▶ [REQUIRED WORK]:
1. Translate this sentence from the post on dealbreakers into German: "You have to be at least moderately attractive naked."
2. Retype the part of the post on dealbreakers between "You have to" and "you're not repulsive.", inclusive.

Life
by Rebecca Martinson on January 21, 2014

I'll admit, I've only had this experience with dicks (I still get PTSD style flashbacks to the time he took his pants off and it wasn't circumcised), but it's the same thing. You're all excited at first because, hey, who doesn't like the thrill of hooking up with someone new? But then you go and find out that you're more likely to get a boner from watching a dog shit in your yard than from seeing that girl naked again. Everyone's got their own preferences, but for the most part everyone agrees on a few simple dealbreakers:

1. If there's hair anywhere it shouldn't be then it's time to put your clothes on and leave. No, Chewbacca, I don't need or want your phone number either.

2. Do you smell that? Because you shouldn't. Because people should bathe regularly, which you clearly have not been doing

3. Wait, are we having sex in the shower? No? You could've fooled me with the GALLONS of sweat you're dropping on my face

And the most important one of all…

You have to be at least moderately attractive naked. If you're not, well then hopefully you drive that stick shift like a pro or at least have other redeeming qualities, because no one's coming back for seconds otherwise. So take off your shirt and get ready to over-analyze your upper body until you either get pissed off that you're bottom-tier quality and stop reading or give yourself an internal high-five that you're not repulsive.

[Stored records]
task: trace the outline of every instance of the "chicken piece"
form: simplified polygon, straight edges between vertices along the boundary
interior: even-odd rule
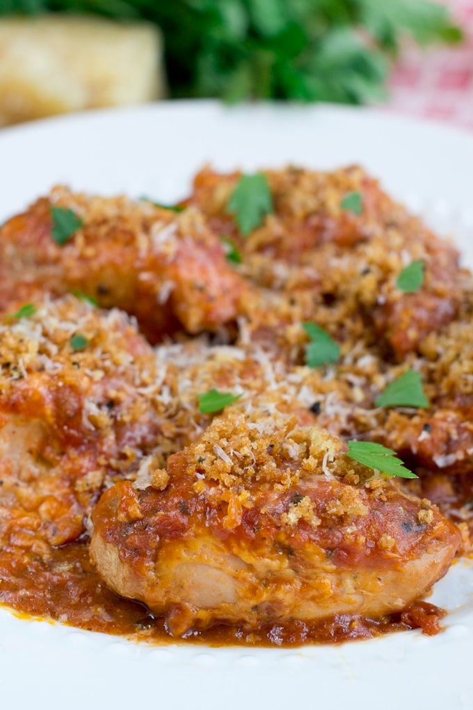
[[[461,295],[457,251],[360,168],[333,173],[287,168],[264,174],[274,212],[245,239],[228,209],[241,173],[206,168],[196,177],[191,198],[216,231],[238,243],[248,278],[282,290],[287,298],[308,290],[316,317],[321,306],[333,304],[330,334],[346,330],[362,315],[372,341],[382,337],[401,361],[455,317]],[[360,200],[360,210],[344,207],[350,195]],[[406,293],[396,280],[416,260],[424,262],[424,282],[418,293]]]
[[[105,485],[162,465],[165,408],[123,312],[68,296],[20,316],[0,324],[0,556],[48,557],[84,533]]]
[[[460,532],[344,450],[289,415],[230,409],[150,485],[104,493],[91,559],[174,635],[401,610],[445,574]]]
[[[52,206],[83,221],[63,246],[52,236]],[[231,321],[243,288],[195,209],[177,214],[55,187],[0,229],[0,310],[45,291],[79,291],[136,316],[155,342],[179,324],[194,334]]]

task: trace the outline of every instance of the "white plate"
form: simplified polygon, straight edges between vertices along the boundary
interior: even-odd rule
[[[173,200],[206,161],[246,170],[360,163],[455,235],[473,266],[473,136],[363,109],[165,103],[6,130],[0,221],[61,182]],[[472,709],[473,564],[454,565],[431,600],[450,612],[438,636],[414,631],[294,650],[150,648],[0,609],[0,698],[4,707],[50,710]]]

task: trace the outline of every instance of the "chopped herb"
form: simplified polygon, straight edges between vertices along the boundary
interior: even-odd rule
[[[220,412],[224,407],[236,402],[241,396],[241,394],[233,395],[231,392],[219,392],[214,388],[209,390],[199,395],[199,411],[202,414]]]
[[[425,264],[422,259],[411,261],[396,279],[396,285],[406,293],[416,293],[423,283],[425,268]]]
[[[182,212],[186,209],[182,204],[163,204],[162,202],[156,202],[146,195],[142,195],[140,200],[145,202],[151,202],[155,207],[160,207],[160,209],[170,209],[172,212]]]
[[[387,476],[399,476],[402,479],[416,479],[418,476],[406,469],[396,452],[386,449],[382,444],[373,442],[348,442],[350,459],[357,461],[374,471],[381,471]]]
[[[375,404],[377,407],[428,407],[421,373],[408,370],[388,385]]]
[[[232,240],[229,239],[228,236],[225,236],[224,234],[221,234],[220,239],[223,245],[223,251],[225,251],[225,256],[227,258],[227,261],[232,261],[233,263],[240,264],[241,254]]]
[[[302,327],[312,341],[306,350],[306,363],[309,367],[321,367],[336,362],[340,348],[325,332],[315,323],[303,323]]]
[[[71,293],[73,294],[73,295],[74,295],[76,298],[78,298],[80,301],[85,301],[86,303],[90,303],[90,305],[92,306],[96,307],[99,305],[96,300],[94,297],[94,296],[88,296],[87,293],[82,293],[82,291],[72,290],[71,291]]]
[[[20,318],[29,318],[30,316],[34,315],[38,309],[34,303],[25,303],[24,306],[16,311],[16,313],[8,313],[5,317],[9,318],[15,320],[19,320]]]
[[[73,335],[69,341],[71,344],[71,347],[74,352],[77,352],[79,350],[84,350],[87,348],[89,344],[89,341],[84,335],[82,335],[80,333],[77,333]]]
[[[235,215],[242,234],[260,226],[273,211],[272,197],[266,175],[242,175],[230,197],[227,210]]]
[[[363,212],[363,197],[361,192],[347,192],[340,200],[340,206],[342,209],[345,209],[347,212],[361,214]]]
[[[51,217],[52,218],[51,236],[60,246],[63,246],[84,224],[84,220],[72,209],[57,207],[54,204],[51,205]]]

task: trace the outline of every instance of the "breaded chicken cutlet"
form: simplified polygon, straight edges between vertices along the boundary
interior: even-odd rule
[[[340,617],[356,635],[468,546],[471,275],[359,168],[259,175],[271,205],[247,233],[241,174],[208,168],[179,212],[56,187],[0,228],[0,599],[111,633],[137,612],[110,589],[178,636]],[[308,324],[333,357],[311,362]],[[425,403],[379,404],[406,374]],[[357,462],[357,441],[420,478]],[[28,570],[58,584],[62,556],[67,594],[26,604]]]

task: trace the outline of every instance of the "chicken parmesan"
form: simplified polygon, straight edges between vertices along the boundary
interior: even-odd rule
[[[473,278],[374,178],[57,186],[0,227],[0,273],[1,602],[150,643],[440,630]]]

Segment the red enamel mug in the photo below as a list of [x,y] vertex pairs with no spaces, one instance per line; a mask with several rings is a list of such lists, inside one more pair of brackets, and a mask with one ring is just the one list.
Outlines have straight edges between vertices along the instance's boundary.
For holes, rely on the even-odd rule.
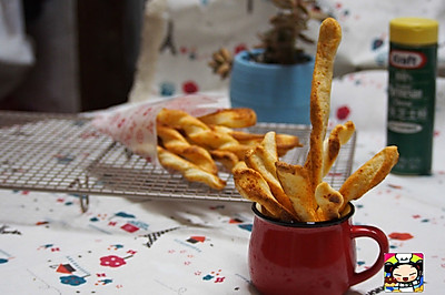
[[[353,225],[355,207],[334,221],[280,222],[261,214],[256,204],[248,263],[254,286],[263,294],[339,295],[382,269],[388,240],[378,228]],[[376,262],[355,271],[355,238],[370,237],[379,247]]]

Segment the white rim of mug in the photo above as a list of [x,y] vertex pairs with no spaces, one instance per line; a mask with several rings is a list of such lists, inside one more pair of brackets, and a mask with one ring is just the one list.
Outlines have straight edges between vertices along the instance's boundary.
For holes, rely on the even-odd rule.
[[330,221],[324,221],[324,222],[284,222],[284,221],[279,221],[269,216],[264,215],[261,212],[258,211],[257,203],[253,203],[251,204],[251,211],[254,211],[254,214],[266,221],[269,223],[273,223],[275,225],[279,225],[279,226],[286,226],[286,227],[303,227],[303,228],[315,228],[315,227],[327,227],[327,226],[333,226],[333,225],[338,225],[340,223],[344,223],[345,221],[349,220],[350,216],[354,215],[355,213],[355,206],[352,203],[348,203],[349,205],[349,212],[339,218],[335,218],[335,220],[330,220]]

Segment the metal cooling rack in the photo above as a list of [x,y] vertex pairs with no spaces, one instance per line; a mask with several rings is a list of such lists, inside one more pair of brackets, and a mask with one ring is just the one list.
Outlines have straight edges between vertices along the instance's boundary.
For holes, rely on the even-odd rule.
[[[298,135],[304,148],[289,151],[284,161],[301,164],[308,152],[308,126],[258,123],[248,129]],[[342,148],[326,176],[339,189],[353,165],[355,136]],[[221,191],[189,183],[180,174],[132,154],[120,143],[99,133],[81,115],[0,111],[0,189],[77,194],[85,211],[88,195],[115,195],[162,200],[217,200],[246,202],[229,173]],[[248,201],[249,202],[249,201]]]

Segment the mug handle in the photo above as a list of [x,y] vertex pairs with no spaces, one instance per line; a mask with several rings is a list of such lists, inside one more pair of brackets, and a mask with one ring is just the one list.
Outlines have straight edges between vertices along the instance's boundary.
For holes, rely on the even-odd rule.
[[386,235],[378,230],[377,227],[369,226],[369,225],[353,225],[350,227],[350,235],[352,238],[357,238],[357,237],[370,237],[375,240],[378,243],[379,247],[379,253],[377,256],[376,262],[367,268],[366,271],[363,271],[360,273],[354,272],[354,275],[352,277],[352,283],[350,285],[356,285],[360,282],[364,282],[365,279],[368,279],[373,275],[375,275],[383,266],[384,264],[384,254],[389,251],[389,245],[388,245],[388,238]]

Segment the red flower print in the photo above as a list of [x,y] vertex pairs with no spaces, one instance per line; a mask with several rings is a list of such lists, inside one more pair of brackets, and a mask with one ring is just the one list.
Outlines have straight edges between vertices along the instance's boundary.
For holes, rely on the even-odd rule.
[[337,109],[337,119],[346,120],[350,113],[350,110],[347,105],[340,106]]
[[198,92],[198,85],[194,81],[186,81],[182,84],[182,91],[187,94]]
[[119,267],[125,264],[127,264],[125,260],[116,255],[100,257],[100,265],[102,266]]

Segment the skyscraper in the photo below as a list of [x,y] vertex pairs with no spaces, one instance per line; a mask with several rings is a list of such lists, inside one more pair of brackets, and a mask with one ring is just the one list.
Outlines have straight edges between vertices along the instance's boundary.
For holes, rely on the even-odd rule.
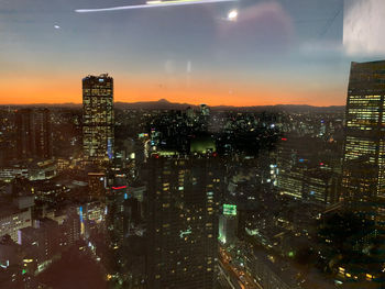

▶ [LIST OF ANSWERS]:
1. Du musst nackt zumindest einigermaßen attraktiv sein.

2.
You have to be at least moderately attractive naked. If you're not, well then hopefully you drive that stick shift like a pro or at least have other redeeming qualities, because no one's coming back for seconds otherwise. So take off your shirt and get ready to over-analyze your upper body until you either get pissed off that you're bottom-tier quality and stop reading or give yourself an internal high-five that you're not repulsive.